▶ [Extrait]:
"""

D’un côté, il est assumé par des algorithmes informatiques, baisés et imprécis à cause de la discrimination technologique. De l’autre, les moyens alloués manquent cruellement. La troisième chose que l’on met en avant, c’est le fonctionnement des algorithmes par reproduction et suggestion. C’est-à-dire que pour un centre d’intérêt qui serait typiquement masculin, on va lui proposer du contenu qui statistiquement devrait lui pl aire. Ce sont généralement des contenus d’influenceurs très virils à travers, par exemple, les jeux vidéo ou soit le sport. Finalement c’est un système de vase clos, peut déboucher sur des contenus ouvertement misogynes et discriminatoires. C’est comme ça que certaines communautés sont très ouvertement gangrénées.
Enfin, nous soulignons que la marchandisation des contenus et des données est un frein à la régulation des contenus haineux produits par les masculinistes et garantit leur développement. Les discours de haine deviennent ainsi viraux puis fédèrent et génèrent du chiffre pour les plateformes.

"""

▶ [Enregistrements présentés]:
"""

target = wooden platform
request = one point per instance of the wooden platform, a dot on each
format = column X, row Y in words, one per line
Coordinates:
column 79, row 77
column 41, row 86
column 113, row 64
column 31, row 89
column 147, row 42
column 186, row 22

"""

▶ [Consignes]:
- a) Pour chacune des affirmations suivantes, dites si elle concorde avec l'extrait en répondant oui ou non, et citez sans modification les mots de l'extrait qui tranchent.
(i) Les moyens alloués sont suffisants.
(ii) La marchandisation des contenus et des données freine la régulation des contenus haineux.
(iii) Les discours de haine rapportent du chiffre aux plateformes.
- b) Recopiez le passage de l'extrait compris entre « D’un côté, il » et « très ouvertement gangrénées. », ces deux segments inclus.

▶ [Réponses]:
- a)
(i) Non : « les moyens alloués manquent cruellement ».
(ii) Oui : « la marchandisation des contenus et des données est un frein à la régulation des contenus haineux ».
(iii) Oui : « génèrent du chiffre pour les plateformes ».

- b)
D’un côté, il est assumé par des algorithmes informatiques, baisés et imprécis à cause de la discrimination technologique. De l’autre, les moyens alloués manquent cruellement. La troisième chose que l’on met en avant, c’est le fonctionnement des algorithmes par reproduction et suggestion. C’est-à-dire que pour un centre d’intérêt qui serait typiquement masculin, on va lui proposer du contenu qui statistiquement devrait lui pl aire. Ce sont généralement des contenus d’influenceurs très virils à travers, par exemple, les jeux vidéo ou soit le sport. Finalement c’est un système de vase clos, peut déboucher sur des contenus ouvertement misogynes et discriminatoires. C’est comme ça que certaines communautés sont très ouvertement gangrénées.